-- BEGIN Supplied text --
Whether you’re pitching for millions of dollars to venture capitalists or plundering your own savings to fund your startup, your Market Size really does matter. It just matters for slightly different reasons depending on who cares about it.

Market Size Indicates Opportunity Size

If investors are looking at your deal, they will use the potential Market Size to determine how big this company can get. More specifically, they will be looking to see if there is a fairly low ceiling that would prevent the business from growing any further.  

A small market size is always a huge red flag for a potential investment because it limits how big a company can be, which limits its potential value — something investors don’t love.

This isn't just for investors

Even if you're not interested in the needs of investors, it still helps to have a sense of the size of your audience so you can get a sense of how big the business can become and where some of your Customer Acquisition efforts may tap out if the audience is small (like a local business).

Find a Base of Reality

It’s difficult to size a market, however, you do want to be able to find at least one source that can help substantiate your market size claims.  

Try to leverage existing data

You may not have access to official industry-sourced information about your market (like a market report from a major consulting firm that covers your industry) but you may be able to find other market size indicators based on who else plays in your space.

In the case of our new favorite band, we may find that there are telling numbers about our genre versus others when we dig into the popular music service Spotify.

Example

"The top 10 largest Rock/Metal artists on Spotify have an average of 7 million people following that artist.  We consider that to be an average of how big a top act can get on Spotify alone. The second 100 artists in that category average 250,000 followers. We consider that to be difficult to achieve, but not impossible if people love our music. Over 25,000 artists appear to have an average of 50,000 followers and have achieved some level of commercial success, so we believe if we attract a market of 50,000 followers or more we can build from there." 

This example shows real numbers that correlate to known success in the Rock/Metal music genre, however, you'd still want to dig into how successful those artists are in each tier.
-- END Supplied text --
-- BEGIN Recorded information --
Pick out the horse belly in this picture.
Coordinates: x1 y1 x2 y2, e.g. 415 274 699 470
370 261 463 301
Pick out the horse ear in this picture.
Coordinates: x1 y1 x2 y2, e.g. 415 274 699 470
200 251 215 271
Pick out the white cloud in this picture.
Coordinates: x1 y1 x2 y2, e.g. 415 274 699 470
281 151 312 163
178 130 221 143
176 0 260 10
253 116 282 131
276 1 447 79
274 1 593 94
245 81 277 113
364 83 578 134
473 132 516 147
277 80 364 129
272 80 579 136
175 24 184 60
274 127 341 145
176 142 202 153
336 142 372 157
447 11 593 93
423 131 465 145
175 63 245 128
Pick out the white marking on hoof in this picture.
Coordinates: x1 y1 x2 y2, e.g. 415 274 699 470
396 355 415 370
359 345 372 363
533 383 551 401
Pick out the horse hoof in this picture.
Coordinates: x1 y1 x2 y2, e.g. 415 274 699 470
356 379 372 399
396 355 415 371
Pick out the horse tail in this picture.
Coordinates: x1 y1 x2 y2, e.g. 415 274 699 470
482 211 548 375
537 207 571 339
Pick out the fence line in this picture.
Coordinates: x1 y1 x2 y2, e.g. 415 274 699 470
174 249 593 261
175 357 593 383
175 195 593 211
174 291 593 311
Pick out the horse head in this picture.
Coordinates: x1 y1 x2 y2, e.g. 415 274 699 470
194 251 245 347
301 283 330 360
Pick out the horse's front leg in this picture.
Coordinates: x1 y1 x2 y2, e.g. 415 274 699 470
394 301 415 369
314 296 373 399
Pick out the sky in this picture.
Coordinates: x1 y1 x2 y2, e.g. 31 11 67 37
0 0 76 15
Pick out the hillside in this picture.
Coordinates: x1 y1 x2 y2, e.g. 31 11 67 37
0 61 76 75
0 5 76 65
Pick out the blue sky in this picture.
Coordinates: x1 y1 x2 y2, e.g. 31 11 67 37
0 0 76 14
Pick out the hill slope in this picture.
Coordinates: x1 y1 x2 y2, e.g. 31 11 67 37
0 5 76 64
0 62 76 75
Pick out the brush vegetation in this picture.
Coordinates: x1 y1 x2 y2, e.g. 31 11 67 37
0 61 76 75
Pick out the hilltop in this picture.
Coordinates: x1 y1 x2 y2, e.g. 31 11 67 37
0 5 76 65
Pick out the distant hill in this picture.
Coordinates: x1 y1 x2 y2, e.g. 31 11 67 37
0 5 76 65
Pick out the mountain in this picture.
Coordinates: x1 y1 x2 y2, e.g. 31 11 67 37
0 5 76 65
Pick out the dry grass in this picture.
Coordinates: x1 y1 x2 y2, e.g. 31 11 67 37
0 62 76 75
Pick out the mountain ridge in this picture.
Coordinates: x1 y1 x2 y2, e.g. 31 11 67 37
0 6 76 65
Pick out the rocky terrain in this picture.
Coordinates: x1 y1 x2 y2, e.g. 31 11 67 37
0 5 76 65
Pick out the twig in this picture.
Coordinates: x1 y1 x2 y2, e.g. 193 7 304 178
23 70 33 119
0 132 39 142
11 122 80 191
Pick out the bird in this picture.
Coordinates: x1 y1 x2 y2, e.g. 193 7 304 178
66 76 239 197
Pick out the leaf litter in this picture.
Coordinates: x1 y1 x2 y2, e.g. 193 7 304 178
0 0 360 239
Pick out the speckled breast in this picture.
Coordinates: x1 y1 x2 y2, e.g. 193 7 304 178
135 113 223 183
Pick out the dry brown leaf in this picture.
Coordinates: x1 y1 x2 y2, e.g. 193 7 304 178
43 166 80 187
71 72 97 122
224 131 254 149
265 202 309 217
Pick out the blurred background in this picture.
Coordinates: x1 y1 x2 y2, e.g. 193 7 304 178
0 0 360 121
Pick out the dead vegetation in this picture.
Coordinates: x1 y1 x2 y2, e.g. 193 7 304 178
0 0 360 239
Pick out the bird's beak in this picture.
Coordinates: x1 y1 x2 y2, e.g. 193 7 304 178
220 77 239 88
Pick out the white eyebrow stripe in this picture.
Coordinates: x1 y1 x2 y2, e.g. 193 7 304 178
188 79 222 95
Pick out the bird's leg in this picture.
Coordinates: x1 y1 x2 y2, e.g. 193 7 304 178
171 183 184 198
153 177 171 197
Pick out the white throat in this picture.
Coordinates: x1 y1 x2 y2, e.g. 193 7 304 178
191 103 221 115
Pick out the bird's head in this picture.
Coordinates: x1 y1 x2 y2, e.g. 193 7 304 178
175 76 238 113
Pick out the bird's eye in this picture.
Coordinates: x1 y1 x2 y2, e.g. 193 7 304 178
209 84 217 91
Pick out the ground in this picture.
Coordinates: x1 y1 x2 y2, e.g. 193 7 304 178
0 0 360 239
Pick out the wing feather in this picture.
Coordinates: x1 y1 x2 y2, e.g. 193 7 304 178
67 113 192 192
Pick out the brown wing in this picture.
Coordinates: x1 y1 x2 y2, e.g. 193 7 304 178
-- END Recorded information --
Set tasks =>
1. According to the market size text, how many followers on average do the top 10 largest Rock/Metal artists on Spotify have?
2. In the market size text, shorten the paragraph that begins "Even if you're not interested in the needs of investors" and keep its main facts.
3. Pick up the market size text after its last sentence and continue it.
The data has no connection to the market size text.

Answers to each task =>
1. An average of 7 million followers.

2. Even without investors, knowing your audience's size shows how big the business can become and where Customer Acquisition efforts may tap out if the audience is small, as with a local business.

3.
What's important with this example is that you've provided real numbers that show both the size and goals that you'd need to achieve to get market traction.

Make sure you can defend it! 

Remember, in this case, you want a defensible number that you can explain your position (how you got there) versus an absolute number that's unquestionable (which likely doesn't exist).

Size by Segments (Again)

At the beginning of this long diatribe about Customer Definition, we talked about Customer Segments or the different “tiers” of customers. In this case, it helps to talk about how each of the potential size of each of these segments.

Show how it grows.

The reason you really want to create customer segments from small to large is to show how your core audience can grow into a much larger audience. Most products start by attracting a small, loyal core audience and then grow into a larger audience over time. Facebook started by connecting co-eds on Harvard’s campus before connecting a billion humans. We all have to start somewhere.

Customer segmentation helps paint a picture

There’s no absolute rule here, but if you were to at least present a Primary and Secondary segment it may help show where you see your core audience trailing off and where your larger audience starts to grow. Think of it like a local coffee shop.  Your primary audience is within 3 blocks of you. Your secondary audience is anyone in your town.  

Customer segmentation is Customer Acquisition Gold

The other benefit of having segments is that it can help you focus your Customer Acquisition efforts on your initial audience and therefore use the smaller initial market as a better use for capital and testing critical assumptions.

What are the benefits of customer segmentation?

When you begin implementing a marketing plan you are essentially hitting a 1-inch target that's 100 feet away blindfolded and without knowing which direction you're facing. The chances to hit the target are mostly based on luck.

Data analysis over luck

We can reduce this reliance on luck by performing customer segmentation. If you already have customers, look at current customers and determine if the factors that make them similar or dissimilar. Is there a difference between your profitable customers and those that are the bane of your customer service team?

Copy the wins!

Obviously, we'd rather target potential customers who look more like our most profitable customers than new customers who'll simply be a customer satisfaction nightmare. These similarities and dissimilarities in customer data are what allow you to form your customer segments.

Marketing campaigns that hit home.

Once you segment customers, luck becomes less of a factor than researching a particular segment to understand the specific customer journey and create marketing campaigns to build this ideal customer base.

Sources of Segmentation Data

Your Customer Relationship Management (CRM) platform should be a rich source for data analysis and the creation of customer segmentation models — and certainly, there are referenceable data for things like demographic segmentation — but how else can we generate data for conducting customer segmentation?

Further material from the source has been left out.